→ Entries shown:
>>>
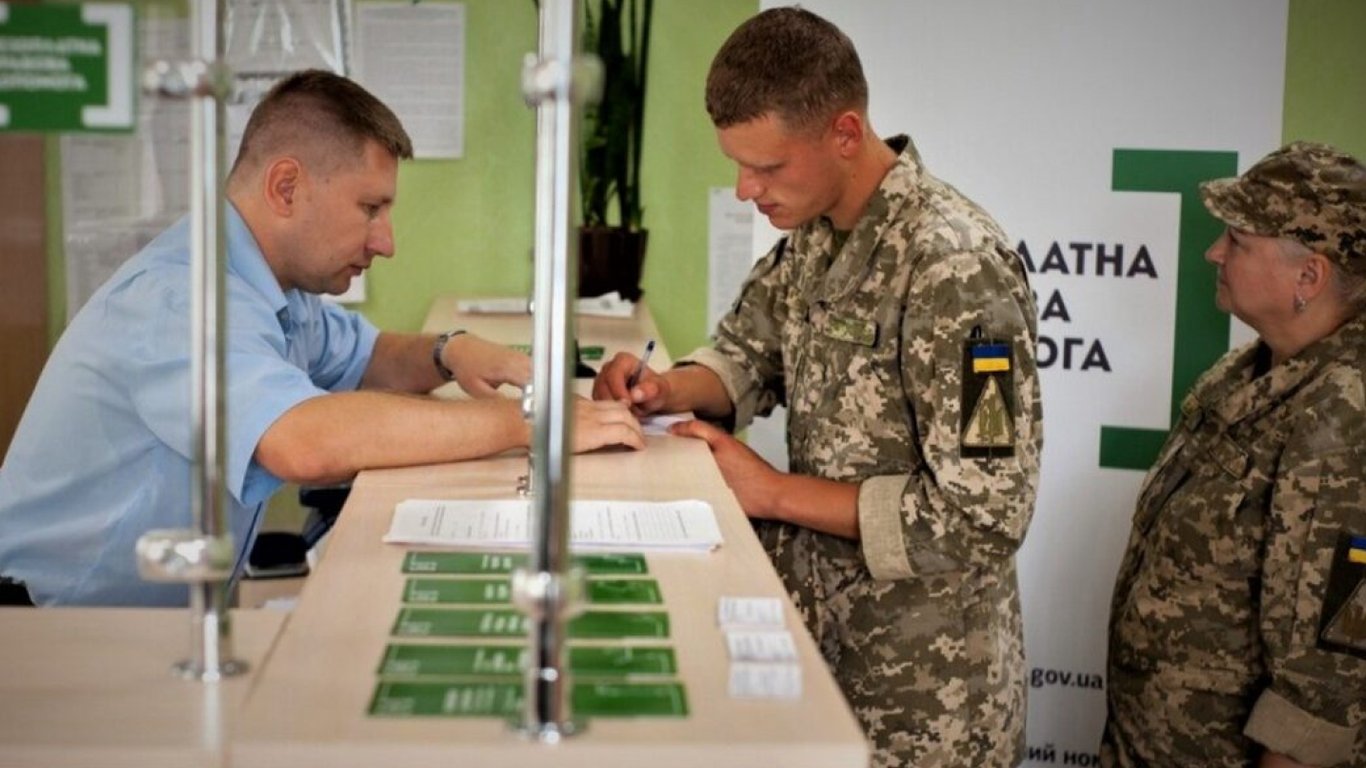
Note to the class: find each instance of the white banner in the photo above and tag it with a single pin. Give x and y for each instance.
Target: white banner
<<<
>>>
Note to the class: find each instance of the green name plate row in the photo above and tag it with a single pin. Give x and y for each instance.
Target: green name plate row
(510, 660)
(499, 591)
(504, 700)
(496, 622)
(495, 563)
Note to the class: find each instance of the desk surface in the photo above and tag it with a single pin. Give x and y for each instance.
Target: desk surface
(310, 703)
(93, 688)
<<<
>>>
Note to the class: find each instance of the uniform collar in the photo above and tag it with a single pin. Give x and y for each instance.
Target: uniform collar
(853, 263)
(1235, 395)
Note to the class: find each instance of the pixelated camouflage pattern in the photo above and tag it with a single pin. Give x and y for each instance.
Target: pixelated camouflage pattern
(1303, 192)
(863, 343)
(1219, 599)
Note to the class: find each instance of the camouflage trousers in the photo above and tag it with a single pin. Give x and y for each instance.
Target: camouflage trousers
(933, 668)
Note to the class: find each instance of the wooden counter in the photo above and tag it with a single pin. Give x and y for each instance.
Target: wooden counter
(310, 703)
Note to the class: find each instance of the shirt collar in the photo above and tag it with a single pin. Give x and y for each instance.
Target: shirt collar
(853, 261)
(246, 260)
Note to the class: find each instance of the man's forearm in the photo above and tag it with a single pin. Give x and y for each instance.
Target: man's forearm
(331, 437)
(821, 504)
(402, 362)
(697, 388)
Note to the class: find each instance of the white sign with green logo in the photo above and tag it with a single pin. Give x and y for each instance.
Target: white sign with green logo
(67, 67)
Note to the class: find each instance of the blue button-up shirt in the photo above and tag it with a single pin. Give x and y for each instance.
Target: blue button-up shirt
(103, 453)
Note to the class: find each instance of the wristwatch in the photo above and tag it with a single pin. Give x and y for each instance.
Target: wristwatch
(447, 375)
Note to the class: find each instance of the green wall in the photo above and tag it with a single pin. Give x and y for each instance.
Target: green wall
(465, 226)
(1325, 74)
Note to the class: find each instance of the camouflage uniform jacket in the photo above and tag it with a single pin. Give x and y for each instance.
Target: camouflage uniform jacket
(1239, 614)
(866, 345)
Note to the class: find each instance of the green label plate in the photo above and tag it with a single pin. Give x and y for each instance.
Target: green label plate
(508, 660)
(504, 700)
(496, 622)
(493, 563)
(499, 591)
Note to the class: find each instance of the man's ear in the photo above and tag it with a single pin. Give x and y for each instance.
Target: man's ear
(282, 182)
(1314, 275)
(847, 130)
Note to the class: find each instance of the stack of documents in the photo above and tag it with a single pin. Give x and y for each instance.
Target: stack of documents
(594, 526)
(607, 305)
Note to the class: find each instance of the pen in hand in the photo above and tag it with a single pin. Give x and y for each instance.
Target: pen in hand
<<<
→ What you are asked to do:
Work out how many lines in the records above hold the string "hand", then give only that count.

→ Written solution:
2